*SET EXERCISE*
Only the lines from the one with "on the long" through the final line should be given again, exactly as they appear, minus the pictures.

*MATERIAL PROVIDED*

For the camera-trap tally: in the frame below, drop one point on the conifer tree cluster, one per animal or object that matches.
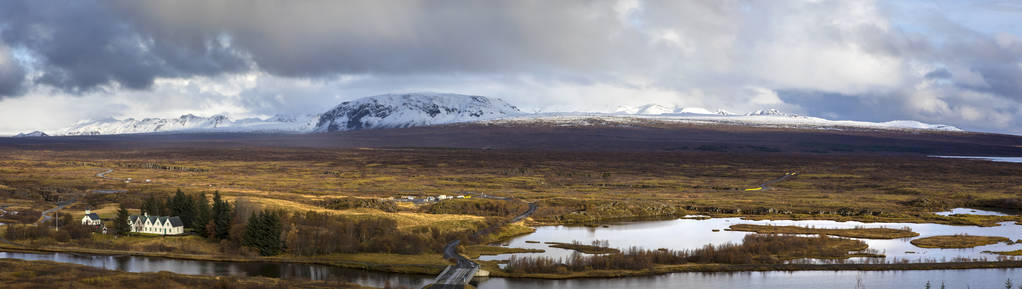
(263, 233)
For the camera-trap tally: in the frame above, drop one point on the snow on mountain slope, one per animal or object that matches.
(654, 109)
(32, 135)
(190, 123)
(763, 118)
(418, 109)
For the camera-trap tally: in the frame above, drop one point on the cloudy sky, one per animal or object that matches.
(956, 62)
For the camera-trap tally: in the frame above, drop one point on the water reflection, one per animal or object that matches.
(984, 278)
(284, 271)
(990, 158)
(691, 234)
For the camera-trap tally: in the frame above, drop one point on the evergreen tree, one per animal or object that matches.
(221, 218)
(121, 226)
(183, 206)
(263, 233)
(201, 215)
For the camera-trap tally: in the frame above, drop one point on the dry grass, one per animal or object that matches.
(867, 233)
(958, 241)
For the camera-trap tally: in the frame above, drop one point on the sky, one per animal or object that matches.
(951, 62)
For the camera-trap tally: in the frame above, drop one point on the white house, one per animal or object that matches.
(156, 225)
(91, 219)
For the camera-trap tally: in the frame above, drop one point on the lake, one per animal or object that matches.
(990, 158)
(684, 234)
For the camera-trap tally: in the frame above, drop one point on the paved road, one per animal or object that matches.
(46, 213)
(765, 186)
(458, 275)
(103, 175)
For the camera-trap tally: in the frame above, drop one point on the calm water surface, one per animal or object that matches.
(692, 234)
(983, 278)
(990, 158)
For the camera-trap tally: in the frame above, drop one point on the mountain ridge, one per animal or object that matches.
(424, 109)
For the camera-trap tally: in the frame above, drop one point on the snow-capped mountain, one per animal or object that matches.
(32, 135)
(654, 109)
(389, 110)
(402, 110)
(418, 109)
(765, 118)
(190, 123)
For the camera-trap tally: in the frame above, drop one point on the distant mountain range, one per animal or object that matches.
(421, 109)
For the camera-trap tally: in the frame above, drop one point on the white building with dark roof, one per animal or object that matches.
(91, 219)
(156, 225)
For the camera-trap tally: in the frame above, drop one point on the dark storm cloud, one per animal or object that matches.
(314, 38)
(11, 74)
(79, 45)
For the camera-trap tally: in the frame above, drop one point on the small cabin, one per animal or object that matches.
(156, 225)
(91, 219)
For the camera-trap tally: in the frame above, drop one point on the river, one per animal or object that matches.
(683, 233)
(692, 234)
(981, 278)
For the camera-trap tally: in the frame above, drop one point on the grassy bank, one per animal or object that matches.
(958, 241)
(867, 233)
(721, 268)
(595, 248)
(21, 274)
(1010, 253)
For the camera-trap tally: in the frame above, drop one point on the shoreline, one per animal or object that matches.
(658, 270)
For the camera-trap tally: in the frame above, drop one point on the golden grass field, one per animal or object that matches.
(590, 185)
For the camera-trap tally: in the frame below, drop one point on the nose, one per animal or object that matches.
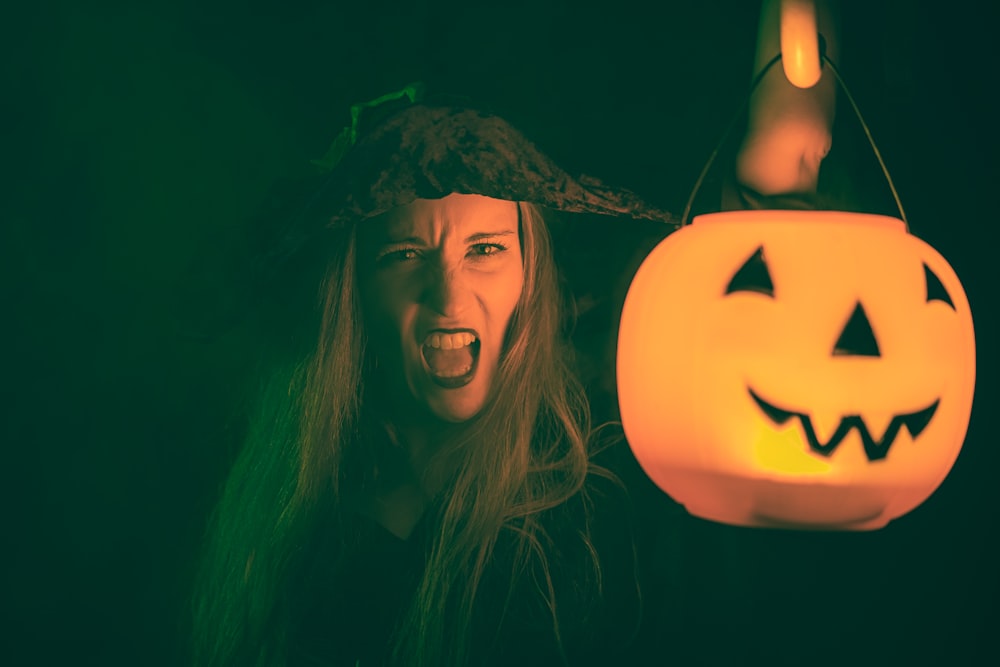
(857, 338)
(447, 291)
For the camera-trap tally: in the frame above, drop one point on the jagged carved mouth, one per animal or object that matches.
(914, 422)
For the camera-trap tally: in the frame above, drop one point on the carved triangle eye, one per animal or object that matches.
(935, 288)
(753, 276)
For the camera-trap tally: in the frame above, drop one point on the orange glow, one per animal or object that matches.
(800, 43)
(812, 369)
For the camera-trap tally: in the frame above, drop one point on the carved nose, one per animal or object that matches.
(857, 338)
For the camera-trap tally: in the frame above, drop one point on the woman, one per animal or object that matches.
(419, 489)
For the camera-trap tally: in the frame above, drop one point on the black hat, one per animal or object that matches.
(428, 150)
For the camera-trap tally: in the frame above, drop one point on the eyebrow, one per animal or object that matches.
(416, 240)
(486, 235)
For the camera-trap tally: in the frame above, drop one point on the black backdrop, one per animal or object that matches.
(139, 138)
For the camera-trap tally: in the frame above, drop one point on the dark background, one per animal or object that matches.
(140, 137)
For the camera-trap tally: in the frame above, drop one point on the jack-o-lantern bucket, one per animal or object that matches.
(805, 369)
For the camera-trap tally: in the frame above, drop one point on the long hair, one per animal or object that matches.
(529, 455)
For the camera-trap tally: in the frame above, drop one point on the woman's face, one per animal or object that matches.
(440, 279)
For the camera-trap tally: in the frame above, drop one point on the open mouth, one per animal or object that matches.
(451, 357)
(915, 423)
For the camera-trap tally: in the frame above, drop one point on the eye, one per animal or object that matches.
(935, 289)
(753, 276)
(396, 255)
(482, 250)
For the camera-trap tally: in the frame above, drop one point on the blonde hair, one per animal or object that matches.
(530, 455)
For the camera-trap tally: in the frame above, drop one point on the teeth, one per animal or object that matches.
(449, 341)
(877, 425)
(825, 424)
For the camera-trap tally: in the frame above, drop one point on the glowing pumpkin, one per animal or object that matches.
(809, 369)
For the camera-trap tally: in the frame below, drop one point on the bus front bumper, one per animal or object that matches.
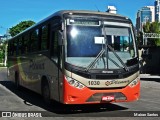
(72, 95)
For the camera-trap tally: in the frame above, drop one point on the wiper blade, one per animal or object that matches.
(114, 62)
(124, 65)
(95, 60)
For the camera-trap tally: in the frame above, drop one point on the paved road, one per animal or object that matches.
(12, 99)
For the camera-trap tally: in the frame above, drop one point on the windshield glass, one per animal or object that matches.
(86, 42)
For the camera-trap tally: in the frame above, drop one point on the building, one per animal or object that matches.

*SOLUTION FOR THIS TASK*
For the camera-trap tally: in the frame above, drop one point on the long hair, one per animal or object that matches.
(529, 455)
For the camera-trap tally: in the frame above, drop one point on the woman's face, one per animal or object that matches.
(440, 279)
For the camera-trap tally: in the frame above, drop one point on the open mouth, one per animal or object that matches.
(451, 357)
(915, 423)
For the camera-trap tally: in the frame above, drop one point on the eye, one per animal or object that matches.
(935, 289)
(753, 276)
(396, 255)
(482, 250)
For the camera-trap tally: in the frame above, drop one point on the blonde hair, one per animal or object that matches.
(530, 455)
For the camera-trap tally: in the frame above, drop one point on the teeth, one per animal or object that matches.
(449, 341)
(877, 425)
(825, 424)
For the camera-trap tally: in the frame above, drop one point on the glowing pumpkin, one per animal or object that matches.
(809, 369)
For the camera-trap tally: in the frame below, drop one point on the bus front bumper, one per animal or object that matches.
(72, 95)
For the camera-trap tally: in the frame above, drop one point on the wiper blade, one per animal or object that matches.
(114, 62)
(124, 65)
(95, 60)
For the camera-trap tally: in the frame above, drop one point on the paved road, one per animal or object that matches.
(12, 99)
For the camera-trap tally: in the frame above, drop one point on the windshield glass, one per animal or object that matches.
(86, 42)
For the camera-trap tally: in the frame above, drop one point on the building, one per animal or object that matches.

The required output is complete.